--- start of PASSAGE TO READ ---

Scott Kelly: Thanks for having me. I’m glad we’re able to talk. We haven’t gotten together to talk about some of the recent updates we’re seeing from these enforcement agencies. Do you want to start with the EEOC, or would you rather start with the Department of Justice?
Nonnie Shivers: Well, let’s start with the EEOC. Let’s kick off with the who before we get to the what. So, we know that Andrea Lucas has been confirmed, and that Brittany Panuccio, who’s the other nominee, will be confirmed in the next two to three weeks. So, in my opinion, Scott, but tell me yours, that’s going to change the look of enforcement, but we’re going to cover what’s come before, and we’re going to cover what we think is happening next. What do you think though? Going to change things?
Scott Kelly: I think it’ll change things. The question in my mind is exactly how fast we’ll see those changes. On one hand, I think they could be pretty fast. I mean, everyone, this administration has been relatively clear, and including Chair Lucas, on what her priorities are and how they line up with President Trump’s America’s first priorities. She didn’t like a lot of the things that we expect that she’s going to take action on, like the harassment guidance and some components of the pregnancy guidance, as well. So, those are areas that we’re watching and would expect action.
It’s interesting. I was talking with Jim Plunkett a little bit earlier today, trying to get an idea from his kind of inside the beltway experience and intel on how fast he thought we might see some of these changes. His thought was that he wasn’t quite sure, that we definitely feel that it could be swift, but this just can’t happen overnight. The office, the chairs of the commission’s office, has to work to make a lot of this stuff happen. And she has a relatively new staff. She’s gotten a lot of people in from outside the government, with folks from Fox News and different places joining. So, it’ll be interesting to see if those people help advance what I think is the inevitable, which will happen certainly before the end of the year, which is a change to some of the guidance in those areas.
Nonnie Shivers: And I think, in terms of how fast got my two cents as Carnac the magnificent with my crystal ball, is that much of this change that we’ve seen that will go from technical assistance or something similar is going to becoming hot and heavy. I speculate that this is already in the works, and that’s my glass-half-empty approach that we will see pretty swift movement. Of course, even with a quorum, that releases the EEOC not just to file the commissioner’s charges we’ve been seeing or hearing about more aptly, and law firm letters and law firm light letters, but we’re going to see those lawsuits, but that is going to take some time to get it rolling.
One development that we’ve seen in the enforcement space is that Chair Lucas has directed, consistent with her priorities and the President’s, that the district offices will identify cases that align with those priorities. Now, typically, the EEOC has the strategic enforcement plan and follows that. This is a pretty significant deviation, but also not surprising. So, if any employers listening have cases that will follow along those enforcement avenues, be prepared that you may be on that top 10 list, and those are being tracked by the chair and being moved forward.

--- end of PASSAGE TO READ ---
--- start of DATA PROVIDED ---

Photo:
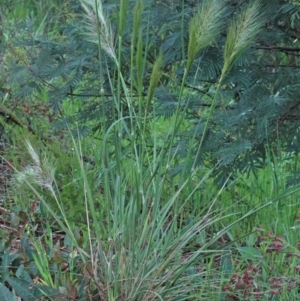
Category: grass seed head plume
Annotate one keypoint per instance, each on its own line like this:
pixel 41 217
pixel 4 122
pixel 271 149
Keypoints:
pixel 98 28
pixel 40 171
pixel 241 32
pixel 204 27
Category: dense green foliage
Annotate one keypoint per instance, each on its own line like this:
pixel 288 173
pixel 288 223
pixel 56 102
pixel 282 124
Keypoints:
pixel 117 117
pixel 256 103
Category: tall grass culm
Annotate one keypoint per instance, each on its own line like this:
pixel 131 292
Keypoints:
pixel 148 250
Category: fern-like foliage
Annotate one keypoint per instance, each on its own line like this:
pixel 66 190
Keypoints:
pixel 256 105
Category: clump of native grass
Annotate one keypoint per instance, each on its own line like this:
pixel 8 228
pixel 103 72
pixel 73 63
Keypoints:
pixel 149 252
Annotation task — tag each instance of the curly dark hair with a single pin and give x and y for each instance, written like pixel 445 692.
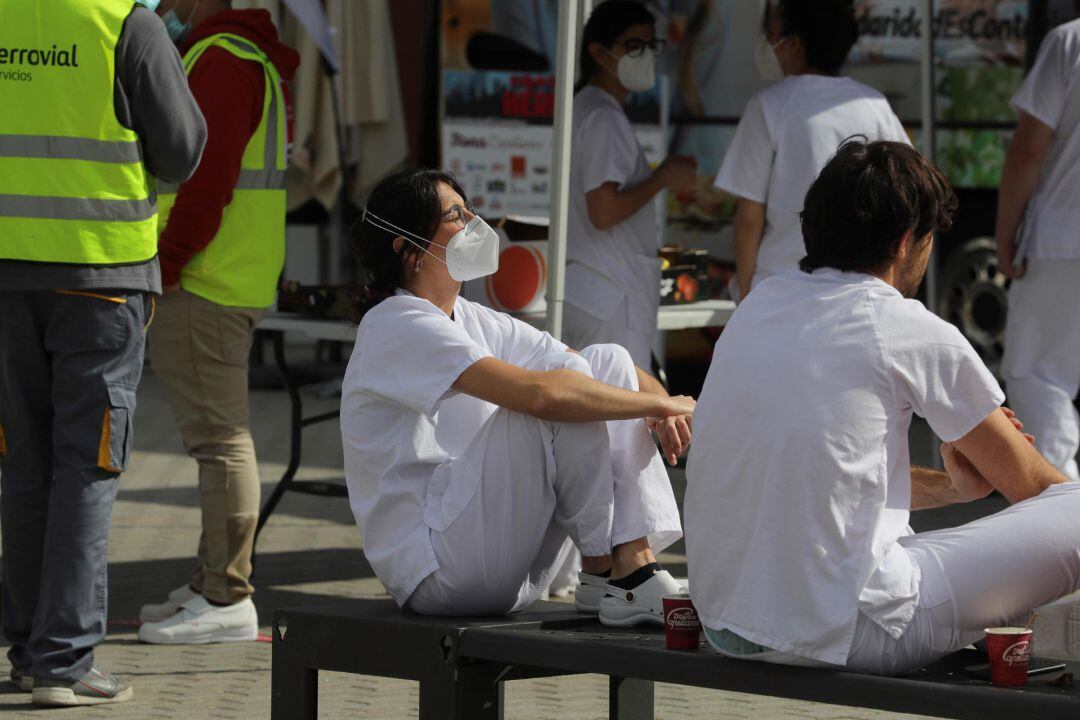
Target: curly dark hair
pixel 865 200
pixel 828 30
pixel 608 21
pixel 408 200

--- end of DATA PROVIDED ---

PROBLEM TO SOLVE: Continue the conversation about EEOC and Justice Department enforcement from the point where it stops.

ANSWER TO THE PROBLEM:
The other thing I’ll tell you, Scott, and I don’t know if you’ve seen these, but we’re tracking them pretty closely. Scott and I have told you many a time on our webinars and other types of settings that you should be following the enforcement agencies and their leadership on social media. I’ve been following Chair Lucas’s recent interviews and socials. Have you been following those too, Scott? Anything you want to offer before I give you some of the quotes that I’ve selected that might tell you where her enforcement is heading?
Scott Kelly: I’m actually interested in what quotes you’re going to share, so go for it.
Nonnie Shivers: Yeah. So interestingly, they hired, at the EEOC, a communications officer it appears, who comes from Fox News. And so, they’ve made it a priority to talk to what are being typified as conservative outlets, publications you may or may not read. I can’t speak for that. I track those and look at those carefully as to where is enforcement heading.
So, here’s what Chair Lucas said very recently. So, on August 20th, in an interview, she called out corporations and said, “You don’t get to memory hole what happened between 2020 and 2024,” so really looking at activity after the murder of George Floyd and what corporations were engaging in. She then called out companies in an interview around the same time in September and said, “Companies, not the government, are driving the ‘DEI insanity.’ And the EEOC stands prepared to ‘use Title VII to correct it.’”
And the targets of that, Scott, she’s looking at cultural movers. So, she called out consulting companies for the first time, hadn’t really seen that, and of course continues to have universities and others. But the idea of enforcement strategy right now that she is sharing very publicly is to focus on these, quote, cultural movers, and then you will see those changes that the universities are already making under pressure from the administration and these deals, or other organizations are then effectuating broader cultural change. So, changing how DEI, even if lawful occurs in other entities based on what these, quote unquote, cultural movers are agreeing to with the government.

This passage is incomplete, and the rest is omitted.